_Exercise details:_ Show every line of the data that contains the string "fascia".

Saved entries:

········

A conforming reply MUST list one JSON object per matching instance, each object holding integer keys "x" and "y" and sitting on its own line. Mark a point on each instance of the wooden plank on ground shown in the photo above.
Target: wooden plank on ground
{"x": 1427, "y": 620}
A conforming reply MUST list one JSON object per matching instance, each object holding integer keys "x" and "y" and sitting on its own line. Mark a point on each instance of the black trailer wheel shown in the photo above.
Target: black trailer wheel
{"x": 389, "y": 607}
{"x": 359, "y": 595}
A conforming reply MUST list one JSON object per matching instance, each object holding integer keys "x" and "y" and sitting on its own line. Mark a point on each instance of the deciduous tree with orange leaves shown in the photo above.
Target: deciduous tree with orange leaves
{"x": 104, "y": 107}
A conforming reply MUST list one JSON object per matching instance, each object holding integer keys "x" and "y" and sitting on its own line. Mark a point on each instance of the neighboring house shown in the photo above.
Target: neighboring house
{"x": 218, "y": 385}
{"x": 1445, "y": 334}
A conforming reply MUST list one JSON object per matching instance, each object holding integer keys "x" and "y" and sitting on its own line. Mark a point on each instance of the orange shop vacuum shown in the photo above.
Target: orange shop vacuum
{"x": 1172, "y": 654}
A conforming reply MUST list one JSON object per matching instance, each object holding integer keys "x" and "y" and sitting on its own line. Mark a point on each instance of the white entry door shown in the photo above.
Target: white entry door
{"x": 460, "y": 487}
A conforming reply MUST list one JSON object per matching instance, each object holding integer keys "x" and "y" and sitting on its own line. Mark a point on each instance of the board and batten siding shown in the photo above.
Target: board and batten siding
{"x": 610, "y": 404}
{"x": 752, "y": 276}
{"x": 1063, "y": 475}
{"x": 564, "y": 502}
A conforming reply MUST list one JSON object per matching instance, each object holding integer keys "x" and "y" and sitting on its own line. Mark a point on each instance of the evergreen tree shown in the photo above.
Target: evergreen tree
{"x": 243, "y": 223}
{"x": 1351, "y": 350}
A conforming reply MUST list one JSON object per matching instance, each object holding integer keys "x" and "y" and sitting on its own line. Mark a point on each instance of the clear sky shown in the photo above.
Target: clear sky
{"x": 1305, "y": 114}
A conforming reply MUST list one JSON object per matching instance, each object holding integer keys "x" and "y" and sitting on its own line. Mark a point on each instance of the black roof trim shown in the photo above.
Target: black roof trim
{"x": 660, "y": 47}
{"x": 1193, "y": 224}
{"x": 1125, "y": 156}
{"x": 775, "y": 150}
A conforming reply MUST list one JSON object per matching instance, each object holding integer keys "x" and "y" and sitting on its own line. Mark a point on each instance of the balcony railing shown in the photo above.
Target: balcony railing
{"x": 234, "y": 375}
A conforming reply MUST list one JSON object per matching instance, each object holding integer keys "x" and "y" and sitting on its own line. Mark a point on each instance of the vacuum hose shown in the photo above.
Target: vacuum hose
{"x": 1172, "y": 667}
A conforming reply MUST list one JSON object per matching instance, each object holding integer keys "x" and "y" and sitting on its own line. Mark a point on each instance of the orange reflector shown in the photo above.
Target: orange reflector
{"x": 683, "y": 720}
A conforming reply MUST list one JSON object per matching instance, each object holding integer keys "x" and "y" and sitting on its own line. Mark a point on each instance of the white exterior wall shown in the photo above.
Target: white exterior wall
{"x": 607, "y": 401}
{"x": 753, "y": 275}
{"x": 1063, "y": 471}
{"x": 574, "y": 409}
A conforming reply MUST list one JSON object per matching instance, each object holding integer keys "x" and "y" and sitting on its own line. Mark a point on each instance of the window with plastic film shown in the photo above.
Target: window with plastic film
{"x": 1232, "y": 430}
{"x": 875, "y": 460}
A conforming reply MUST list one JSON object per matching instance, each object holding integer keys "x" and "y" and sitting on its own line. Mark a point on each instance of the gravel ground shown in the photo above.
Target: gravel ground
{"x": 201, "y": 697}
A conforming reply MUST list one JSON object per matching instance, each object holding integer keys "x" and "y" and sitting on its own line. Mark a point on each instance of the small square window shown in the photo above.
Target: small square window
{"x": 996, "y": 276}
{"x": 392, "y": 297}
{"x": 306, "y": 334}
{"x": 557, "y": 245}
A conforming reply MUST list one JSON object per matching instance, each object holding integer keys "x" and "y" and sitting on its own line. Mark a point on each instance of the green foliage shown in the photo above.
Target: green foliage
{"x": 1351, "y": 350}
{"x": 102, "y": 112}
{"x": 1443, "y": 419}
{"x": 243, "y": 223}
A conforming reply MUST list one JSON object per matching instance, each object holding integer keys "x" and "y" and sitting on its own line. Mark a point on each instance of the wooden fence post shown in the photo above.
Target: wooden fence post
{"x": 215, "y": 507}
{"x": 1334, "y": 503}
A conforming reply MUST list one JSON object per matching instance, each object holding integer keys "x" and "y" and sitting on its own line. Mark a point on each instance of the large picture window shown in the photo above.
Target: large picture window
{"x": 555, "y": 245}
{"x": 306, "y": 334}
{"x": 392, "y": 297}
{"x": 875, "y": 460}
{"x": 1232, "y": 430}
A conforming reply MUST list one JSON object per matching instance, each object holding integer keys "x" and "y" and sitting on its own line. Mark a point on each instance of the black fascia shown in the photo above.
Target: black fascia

········

_Solution to this task:_
A conforming reply MUST list one JSON object per matching instance, each object holding integer keys "x" and "y" and sitting on its own line. Mark a point on each instance of the black fascia shown in the photo above.
Target: black fascia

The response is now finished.